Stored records
▬▬▬▬▬▬▬▬▬▬

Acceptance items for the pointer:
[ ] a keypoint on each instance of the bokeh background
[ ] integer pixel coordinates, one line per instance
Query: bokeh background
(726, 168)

▬▬▬▬▬▬▬▬▬▬

Please output the entries as a two-column CSV with the columns "query" and "result", one row per entry, putting each entry's text and its answer in a single quoted field with line breaks replaced by spaces.

- Result for this task:
query,result
"Acceptance items for the pointer: [ ] a keypoint on each instance of the bokeh background [ ] integer pixel coordinates, one line per instance Query: bokeh background","(726, 168)"